• **Prompt**: All of the data below should be returned exactly.
===== Information shown
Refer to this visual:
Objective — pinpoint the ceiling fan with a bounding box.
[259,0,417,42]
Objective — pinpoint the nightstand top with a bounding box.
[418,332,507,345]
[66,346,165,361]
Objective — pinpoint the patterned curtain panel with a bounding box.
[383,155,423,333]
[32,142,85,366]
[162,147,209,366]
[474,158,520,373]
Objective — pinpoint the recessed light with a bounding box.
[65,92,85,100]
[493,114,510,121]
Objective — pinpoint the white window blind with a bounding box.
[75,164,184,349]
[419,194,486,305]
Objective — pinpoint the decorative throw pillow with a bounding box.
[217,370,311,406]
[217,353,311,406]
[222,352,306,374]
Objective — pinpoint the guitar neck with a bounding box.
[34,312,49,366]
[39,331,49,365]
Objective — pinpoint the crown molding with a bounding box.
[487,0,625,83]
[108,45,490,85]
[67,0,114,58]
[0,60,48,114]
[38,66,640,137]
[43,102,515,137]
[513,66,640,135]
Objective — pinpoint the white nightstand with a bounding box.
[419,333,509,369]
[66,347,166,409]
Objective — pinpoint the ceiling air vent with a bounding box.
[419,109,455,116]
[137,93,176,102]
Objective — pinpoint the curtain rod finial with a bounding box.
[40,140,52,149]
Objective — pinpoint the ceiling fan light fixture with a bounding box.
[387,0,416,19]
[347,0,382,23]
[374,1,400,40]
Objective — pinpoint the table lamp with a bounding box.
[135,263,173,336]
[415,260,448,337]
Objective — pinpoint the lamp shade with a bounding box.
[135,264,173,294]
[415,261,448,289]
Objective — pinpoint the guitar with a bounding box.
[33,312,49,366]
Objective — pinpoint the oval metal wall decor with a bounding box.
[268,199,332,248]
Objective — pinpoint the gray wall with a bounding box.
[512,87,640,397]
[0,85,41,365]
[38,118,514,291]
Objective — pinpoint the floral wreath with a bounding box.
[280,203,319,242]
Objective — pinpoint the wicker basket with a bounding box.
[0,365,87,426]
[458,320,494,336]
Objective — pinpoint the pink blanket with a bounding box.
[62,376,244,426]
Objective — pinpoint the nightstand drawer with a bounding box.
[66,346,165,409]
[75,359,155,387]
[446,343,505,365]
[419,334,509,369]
==========
• **Completed exercise**:
Refer to this visual:
Objective — pinpoint the ceiling fan with a bounding box.
[259,0,417,42]
Objective — pinpoint the nightstand top with a bounding box.
[418,332,507,345]
[66,346,165,361]
Objective — pinpoint the patterned curtain panel with a bounding box.
[383,155,423,333]
[32,142,85,366]
[162,147,209,366]
[474,158,520,373]
Objective — pinpoint the recessed light with a bounding box.
[65,92,85,100]
[493,114,510,121]
Objective — pinpoint the white window blind with a bounding box.
[75,164,184,349]
[419,194,486,305]
Objective — pinpoint the decorative throw pillow with a bounding box.
[217,370,311,406]
[217,353,311,406]
[222,352,306,374]
Objective — pinpoint the guitar neck with a bounding box.
[34,312,49,366]
[39,331,49,365]
Objective — pinpoint the crown molding with a bounding box.
[487,0,625,83]
[108,45,490,85]
[67,0,114,58]
[0,60,48,114]
[38,66,640,137]
[43,102,515,137]
[513,66,640,135]
Objective — pinpoint the white nightstand with a bounding box.
[419,333,509,369]
[66,347,166,409]
Objective — pinpoint the ceiling air vent with a bounding box.
[419,109,455,116]
[137,93,176,102]
Objective — pinpoint the curtain rod finial with a bounding box.
[40,140,52,149]
Objective — pinpoint the ceiling fan light fixture with a bounding box.
[387,0,416,19]
[347,0,382,23]
[374,1,400,40]
Objective — pinpoint the table lamp with a bounding box.
[135,263,173,336]
[415,260,448,337]
Objective — pinpoint the lamp shade with a bounding box.
[135,264,173,294]
[415,261,448,289]
Objective — pinpoint the guitar with a bounding box.
[33,312,49,366]
Objective — pinpoint the oval metal wall decor with a bounding box.
[268,199,332,248]
Objective — pinpoint the gray wall with a bounding box.
[512,87,640,397]
[0,85,41,365]
[38,118,514,291]
Objective — pinpoint the floral wreath with a bounding box.
[280,203,319,242]
Objective — pinpoint the wicker basket with a bounding box.
[0,365,87,426]
[458,320,494,336]
Objective — pinpoint the pink blanket with a bounding box.
[62,376,244,426]
Objective — pinpoint the nightstand drawer with a bounding box.
[66,346,165,409]
[75,359,155,387]
[446,343,505,365]
[419,334,509,369]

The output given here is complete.